### WORK INSTRUCTIONS
Below are entries; copy exactly, and only, the lines from the one containing "Place a point on every instance of the white" through their final line, leaving out pictures.

### Region pointing data
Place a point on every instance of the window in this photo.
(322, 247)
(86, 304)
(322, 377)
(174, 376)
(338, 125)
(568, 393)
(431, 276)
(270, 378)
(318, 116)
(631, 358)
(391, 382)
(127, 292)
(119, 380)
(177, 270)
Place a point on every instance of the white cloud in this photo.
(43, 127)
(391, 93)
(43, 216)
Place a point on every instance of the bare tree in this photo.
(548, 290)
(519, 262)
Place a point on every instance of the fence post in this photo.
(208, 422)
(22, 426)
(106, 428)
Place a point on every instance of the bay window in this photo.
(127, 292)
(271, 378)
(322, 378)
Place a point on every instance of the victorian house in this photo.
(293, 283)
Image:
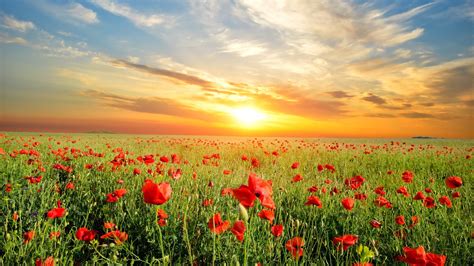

### EXERCISE SOLUTION
Place a point on every instance of the white cloud in this photo.
(43, 127)
(391, 93)
(43, 216)
Place a point on every instance of the bare tree in this photo.
(548, 290)
(519, 262)
Place a point on every instance of the fence post in this photo.
(208, 422)
(22, 426)
(106, 428)
Place a point on every instance of the bay window in this photo.
(127, 292)
(271, 378)
(322, 378)
Place a point on every instance of the victorian house in this photo.
(293, 283)
Image:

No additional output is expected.